Try it
Reproduce the section of the listing that begins at the line containing "SCAN awning -> rect" and finishes at the line containing "SCAN bicycle front wheel -> rect". Include both end lines and nothing beyond them.

Provided data
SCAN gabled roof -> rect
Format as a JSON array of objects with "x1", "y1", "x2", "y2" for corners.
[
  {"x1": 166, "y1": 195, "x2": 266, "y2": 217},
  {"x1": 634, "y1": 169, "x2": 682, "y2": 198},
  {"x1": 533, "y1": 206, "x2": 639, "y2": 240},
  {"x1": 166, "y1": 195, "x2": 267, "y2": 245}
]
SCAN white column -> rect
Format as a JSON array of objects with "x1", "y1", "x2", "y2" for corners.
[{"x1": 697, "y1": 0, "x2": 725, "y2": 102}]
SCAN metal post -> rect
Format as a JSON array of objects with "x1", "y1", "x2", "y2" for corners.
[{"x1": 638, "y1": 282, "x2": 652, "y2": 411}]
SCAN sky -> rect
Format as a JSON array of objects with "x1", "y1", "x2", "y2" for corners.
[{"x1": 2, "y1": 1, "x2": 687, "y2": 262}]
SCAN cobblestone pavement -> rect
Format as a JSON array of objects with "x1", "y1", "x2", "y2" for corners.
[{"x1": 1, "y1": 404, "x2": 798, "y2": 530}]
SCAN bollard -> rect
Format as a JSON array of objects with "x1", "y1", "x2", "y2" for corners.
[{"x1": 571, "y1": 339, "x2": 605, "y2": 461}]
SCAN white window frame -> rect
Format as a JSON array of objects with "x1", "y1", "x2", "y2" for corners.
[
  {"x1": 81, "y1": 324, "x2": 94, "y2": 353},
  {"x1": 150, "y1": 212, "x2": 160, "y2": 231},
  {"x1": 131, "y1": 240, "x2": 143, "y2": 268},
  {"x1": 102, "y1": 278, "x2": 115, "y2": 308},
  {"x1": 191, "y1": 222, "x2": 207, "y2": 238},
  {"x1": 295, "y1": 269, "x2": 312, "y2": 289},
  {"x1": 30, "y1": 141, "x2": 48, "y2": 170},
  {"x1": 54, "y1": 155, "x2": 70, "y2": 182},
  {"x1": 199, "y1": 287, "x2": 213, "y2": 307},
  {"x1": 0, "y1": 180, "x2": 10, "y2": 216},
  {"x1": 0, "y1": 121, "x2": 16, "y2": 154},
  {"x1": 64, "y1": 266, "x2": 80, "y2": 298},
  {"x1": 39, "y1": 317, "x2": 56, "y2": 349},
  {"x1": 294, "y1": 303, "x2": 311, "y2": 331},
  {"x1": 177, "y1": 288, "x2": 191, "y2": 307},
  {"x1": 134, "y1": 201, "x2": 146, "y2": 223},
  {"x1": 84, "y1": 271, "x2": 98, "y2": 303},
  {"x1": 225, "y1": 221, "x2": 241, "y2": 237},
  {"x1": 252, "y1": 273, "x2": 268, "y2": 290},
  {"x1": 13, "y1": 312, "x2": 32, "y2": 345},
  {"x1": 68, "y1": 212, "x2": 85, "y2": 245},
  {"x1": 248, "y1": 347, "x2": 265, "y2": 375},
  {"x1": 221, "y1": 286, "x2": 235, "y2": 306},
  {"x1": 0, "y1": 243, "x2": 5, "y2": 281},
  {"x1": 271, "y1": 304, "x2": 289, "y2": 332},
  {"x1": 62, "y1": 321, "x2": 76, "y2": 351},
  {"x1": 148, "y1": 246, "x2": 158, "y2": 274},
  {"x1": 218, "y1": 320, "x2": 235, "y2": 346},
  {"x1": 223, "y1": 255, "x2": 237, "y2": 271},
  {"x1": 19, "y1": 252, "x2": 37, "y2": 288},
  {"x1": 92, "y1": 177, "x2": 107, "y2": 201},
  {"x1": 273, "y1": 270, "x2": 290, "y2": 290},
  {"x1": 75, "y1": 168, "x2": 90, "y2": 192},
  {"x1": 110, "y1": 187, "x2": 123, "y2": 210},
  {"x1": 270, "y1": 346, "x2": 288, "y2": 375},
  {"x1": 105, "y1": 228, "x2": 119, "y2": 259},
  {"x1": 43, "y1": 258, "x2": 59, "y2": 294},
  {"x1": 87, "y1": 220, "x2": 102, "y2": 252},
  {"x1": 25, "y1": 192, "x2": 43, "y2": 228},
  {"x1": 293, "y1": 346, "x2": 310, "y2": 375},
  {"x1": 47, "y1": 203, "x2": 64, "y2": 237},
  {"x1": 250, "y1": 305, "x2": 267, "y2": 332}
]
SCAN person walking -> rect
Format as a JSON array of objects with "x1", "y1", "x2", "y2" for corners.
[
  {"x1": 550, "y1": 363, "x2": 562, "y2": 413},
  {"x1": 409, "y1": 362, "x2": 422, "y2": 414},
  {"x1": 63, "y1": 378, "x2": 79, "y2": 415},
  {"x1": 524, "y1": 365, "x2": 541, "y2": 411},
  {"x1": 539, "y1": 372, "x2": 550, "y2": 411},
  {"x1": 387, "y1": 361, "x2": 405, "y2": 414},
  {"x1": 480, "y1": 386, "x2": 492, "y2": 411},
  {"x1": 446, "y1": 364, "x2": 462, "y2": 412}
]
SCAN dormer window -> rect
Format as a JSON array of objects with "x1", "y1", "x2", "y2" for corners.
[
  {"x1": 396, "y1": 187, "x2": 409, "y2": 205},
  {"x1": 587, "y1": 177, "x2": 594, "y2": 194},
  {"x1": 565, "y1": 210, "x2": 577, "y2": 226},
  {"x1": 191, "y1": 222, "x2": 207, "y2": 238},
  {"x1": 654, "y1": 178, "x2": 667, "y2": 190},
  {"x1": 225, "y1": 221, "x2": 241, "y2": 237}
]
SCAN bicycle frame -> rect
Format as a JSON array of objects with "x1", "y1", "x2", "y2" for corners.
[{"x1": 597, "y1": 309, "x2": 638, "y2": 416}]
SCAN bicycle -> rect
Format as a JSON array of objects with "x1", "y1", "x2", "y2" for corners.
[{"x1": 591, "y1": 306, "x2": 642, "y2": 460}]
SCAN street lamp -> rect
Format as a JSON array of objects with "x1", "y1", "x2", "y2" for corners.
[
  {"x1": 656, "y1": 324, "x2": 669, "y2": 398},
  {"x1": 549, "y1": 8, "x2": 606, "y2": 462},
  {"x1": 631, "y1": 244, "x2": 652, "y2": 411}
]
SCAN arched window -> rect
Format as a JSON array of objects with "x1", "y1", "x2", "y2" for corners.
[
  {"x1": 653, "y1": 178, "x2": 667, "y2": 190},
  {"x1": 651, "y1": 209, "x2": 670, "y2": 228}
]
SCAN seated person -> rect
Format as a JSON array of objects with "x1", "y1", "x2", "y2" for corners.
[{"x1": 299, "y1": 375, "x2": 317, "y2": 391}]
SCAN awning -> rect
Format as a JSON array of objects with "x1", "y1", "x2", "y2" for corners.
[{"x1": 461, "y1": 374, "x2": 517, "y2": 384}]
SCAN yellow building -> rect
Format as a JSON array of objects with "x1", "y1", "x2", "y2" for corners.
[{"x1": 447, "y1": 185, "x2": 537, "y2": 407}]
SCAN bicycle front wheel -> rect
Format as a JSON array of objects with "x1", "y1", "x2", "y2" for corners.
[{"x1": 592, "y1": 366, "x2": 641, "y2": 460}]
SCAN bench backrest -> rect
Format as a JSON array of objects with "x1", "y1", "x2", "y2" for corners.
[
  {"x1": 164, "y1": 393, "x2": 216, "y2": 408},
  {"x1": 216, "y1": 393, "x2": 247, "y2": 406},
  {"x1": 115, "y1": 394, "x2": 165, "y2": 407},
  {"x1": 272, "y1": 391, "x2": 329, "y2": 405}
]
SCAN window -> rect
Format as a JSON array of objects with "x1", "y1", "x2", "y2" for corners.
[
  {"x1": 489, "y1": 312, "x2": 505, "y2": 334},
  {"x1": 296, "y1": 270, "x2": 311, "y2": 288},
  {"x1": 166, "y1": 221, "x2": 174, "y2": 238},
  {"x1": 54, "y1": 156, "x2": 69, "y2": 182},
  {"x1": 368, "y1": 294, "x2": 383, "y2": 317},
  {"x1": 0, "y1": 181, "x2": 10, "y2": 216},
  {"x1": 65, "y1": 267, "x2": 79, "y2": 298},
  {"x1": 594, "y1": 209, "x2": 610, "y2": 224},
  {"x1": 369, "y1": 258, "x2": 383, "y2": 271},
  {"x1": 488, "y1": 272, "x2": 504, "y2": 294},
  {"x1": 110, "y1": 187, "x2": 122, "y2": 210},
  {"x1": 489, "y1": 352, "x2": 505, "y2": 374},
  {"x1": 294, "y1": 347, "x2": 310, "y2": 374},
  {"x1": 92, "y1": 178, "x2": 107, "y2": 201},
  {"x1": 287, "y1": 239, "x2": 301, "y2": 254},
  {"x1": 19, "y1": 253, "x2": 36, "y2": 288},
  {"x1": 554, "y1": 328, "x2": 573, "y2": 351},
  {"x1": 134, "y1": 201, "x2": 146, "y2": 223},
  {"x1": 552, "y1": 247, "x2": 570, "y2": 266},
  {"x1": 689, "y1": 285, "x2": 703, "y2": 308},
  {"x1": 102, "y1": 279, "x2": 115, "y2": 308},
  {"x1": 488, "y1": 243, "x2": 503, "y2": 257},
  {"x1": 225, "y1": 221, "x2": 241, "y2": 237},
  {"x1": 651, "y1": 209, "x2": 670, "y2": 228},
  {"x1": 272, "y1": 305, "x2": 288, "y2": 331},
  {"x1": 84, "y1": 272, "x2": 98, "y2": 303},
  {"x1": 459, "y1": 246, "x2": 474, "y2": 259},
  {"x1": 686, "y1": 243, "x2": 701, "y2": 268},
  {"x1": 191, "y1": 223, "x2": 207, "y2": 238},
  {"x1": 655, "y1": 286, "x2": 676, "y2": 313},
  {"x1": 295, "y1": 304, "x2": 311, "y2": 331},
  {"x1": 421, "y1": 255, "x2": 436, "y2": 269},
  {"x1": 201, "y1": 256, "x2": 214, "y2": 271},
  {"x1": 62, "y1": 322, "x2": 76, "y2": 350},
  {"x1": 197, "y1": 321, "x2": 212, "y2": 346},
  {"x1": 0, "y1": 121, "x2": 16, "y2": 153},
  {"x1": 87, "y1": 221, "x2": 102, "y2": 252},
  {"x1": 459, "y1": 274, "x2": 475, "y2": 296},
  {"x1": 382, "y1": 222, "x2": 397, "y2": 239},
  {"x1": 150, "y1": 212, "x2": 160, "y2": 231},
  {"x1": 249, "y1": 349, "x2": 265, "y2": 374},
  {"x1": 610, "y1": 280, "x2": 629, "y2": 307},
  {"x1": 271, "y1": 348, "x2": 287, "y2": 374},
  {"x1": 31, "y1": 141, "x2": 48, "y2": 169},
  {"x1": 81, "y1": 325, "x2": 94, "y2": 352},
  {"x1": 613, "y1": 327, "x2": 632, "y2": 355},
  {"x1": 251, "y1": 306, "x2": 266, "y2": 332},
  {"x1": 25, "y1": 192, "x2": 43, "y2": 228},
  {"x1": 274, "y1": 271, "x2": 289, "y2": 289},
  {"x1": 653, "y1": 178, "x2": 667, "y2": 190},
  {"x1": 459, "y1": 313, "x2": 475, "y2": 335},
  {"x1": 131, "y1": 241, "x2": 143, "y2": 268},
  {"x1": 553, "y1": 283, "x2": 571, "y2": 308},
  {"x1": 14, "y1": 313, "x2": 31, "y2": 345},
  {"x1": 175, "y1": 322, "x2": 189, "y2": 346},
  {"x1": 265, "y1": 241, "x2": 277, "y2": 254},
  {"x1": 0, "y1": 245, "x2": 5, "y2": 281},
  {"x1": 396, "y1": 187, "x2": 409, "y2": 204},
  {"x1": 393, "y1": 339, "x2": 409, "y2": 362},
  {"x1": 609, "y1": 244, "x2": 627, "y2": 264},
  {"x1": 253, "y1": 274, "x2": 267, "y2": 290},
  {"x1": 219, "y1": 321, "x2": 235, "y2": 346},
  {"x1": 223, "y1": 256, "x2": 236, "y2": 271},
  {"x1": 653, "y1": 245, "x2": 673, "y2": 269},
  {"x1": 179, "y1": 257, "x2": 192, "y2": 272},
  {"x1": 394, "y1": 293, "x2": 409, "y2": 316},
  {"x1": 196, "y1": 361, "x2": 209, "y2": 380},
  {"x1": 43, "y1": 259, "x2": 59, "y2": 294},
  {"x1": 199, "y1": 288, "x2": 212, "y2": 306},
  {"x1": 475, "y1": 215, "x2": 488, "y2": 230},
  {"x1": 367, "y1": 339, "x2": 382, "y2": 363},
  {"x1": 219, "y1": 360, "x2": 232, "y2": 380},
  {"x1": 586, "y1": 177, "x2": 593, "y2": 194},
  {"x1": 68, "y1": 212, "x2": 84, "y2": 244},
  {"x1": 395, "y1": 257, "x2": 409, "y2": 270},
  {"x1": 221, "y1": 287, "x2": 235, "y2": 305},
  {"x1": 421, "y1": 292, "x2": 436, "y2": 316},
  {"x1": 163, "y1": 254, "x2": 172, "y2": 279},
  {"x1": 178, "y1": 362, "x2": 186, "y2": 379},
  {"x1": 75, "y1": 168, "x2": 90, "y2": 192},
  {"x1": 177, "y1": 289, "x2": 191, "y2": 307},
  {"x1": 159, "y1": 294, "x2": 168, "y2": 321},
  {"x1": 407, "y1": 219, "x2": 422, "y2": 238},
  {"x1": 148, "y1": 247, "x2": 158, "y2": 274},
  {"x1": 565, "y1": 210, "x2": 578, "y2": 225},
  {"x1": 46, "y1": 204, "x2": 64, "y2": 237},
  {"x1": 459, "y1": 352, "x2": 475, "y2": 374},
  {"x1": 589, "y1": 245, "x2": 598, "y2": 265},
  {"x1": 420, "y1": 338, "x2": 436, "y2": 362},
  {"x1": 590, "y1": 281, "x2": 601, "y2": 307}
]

Worked solution
SCAN awning -> rect
Format as a JSON array of objects with "x1", "y1", "x2", "y2" for corners.
[{"x1": 461, "y1": 374, "x2": 517, "y2": 384}]
SCAN yellow building -> rect
Format as a JSON array of objects with "x1", "y1", "x2", "y2" for corners.
[{"x1": 447, "y1": 185, "x2": 537, "y2": 407}]
SCAN bicycle front wheel -> rect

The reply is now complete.